Task objective — Gather every line of the data below that contains the word "open", and copy each one.

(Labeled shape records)

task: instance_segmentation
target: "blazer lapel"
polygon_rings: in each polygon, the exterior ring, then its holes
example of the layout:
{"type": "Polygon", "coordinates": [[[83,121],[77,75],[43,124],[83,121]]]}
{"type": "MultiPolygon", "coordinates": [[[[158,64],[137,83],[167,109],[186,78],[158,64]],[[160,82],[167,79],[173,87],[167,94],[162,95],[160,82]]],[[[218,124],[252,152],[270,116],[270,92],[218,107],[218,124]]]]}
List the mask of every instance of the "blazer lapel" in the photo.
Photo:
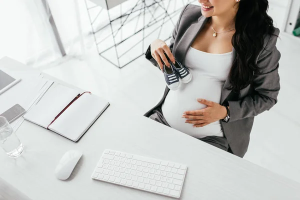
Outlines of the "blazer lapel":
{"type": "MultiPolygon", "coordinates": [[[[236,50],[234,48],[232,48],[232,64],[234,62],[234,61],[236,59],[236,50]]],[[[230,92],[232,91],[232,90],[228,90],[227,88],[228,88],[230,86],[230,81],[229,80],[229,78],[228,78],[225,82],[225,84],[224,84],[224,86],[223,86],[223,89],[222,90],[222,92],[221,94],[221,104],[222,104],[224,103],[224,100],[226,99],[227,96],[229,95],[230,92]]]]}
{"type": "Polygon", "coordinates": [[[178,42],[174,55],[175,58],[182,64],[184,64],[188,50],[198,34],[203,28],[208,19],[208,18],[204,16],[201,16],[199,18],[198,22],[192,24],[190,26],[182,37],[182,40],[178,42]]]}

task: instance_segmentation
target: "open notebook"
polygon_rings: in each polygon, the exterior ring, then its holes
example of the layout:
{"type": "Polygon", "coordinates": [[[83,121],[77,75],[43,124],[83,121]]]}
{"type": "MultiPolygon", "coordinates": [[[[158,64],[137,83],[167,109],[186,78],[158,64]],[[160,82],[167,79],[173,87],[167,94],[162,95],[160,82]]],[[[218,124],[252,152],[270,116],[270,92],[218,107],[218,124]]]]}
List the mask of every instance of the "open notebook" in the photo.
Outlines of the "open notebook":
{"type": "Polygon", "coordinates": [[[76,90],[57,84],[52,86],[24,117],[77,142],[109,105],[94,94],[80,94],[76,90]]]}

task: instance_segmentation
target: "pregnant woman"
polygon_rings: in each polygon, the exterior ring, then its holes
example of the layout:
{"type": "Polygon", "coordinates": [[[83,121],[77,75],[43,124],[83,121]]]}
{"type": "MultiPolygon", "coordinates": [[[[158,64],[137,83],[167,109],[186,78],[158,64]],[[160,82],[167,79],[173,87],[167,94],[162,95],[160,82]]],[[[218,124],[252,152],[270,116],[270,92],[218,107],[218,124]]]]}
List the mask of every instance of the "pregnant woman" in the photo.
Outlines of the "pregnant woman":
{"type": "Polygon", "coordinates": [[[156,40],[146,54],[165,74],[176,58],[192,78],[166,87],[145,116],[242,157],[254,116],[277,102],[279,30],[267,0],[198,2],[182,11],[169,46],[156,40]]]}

Reply —
target: "open notebook"
List the mask of every instance of the "open notebook" in the photo.
Outlines of the "open notebook":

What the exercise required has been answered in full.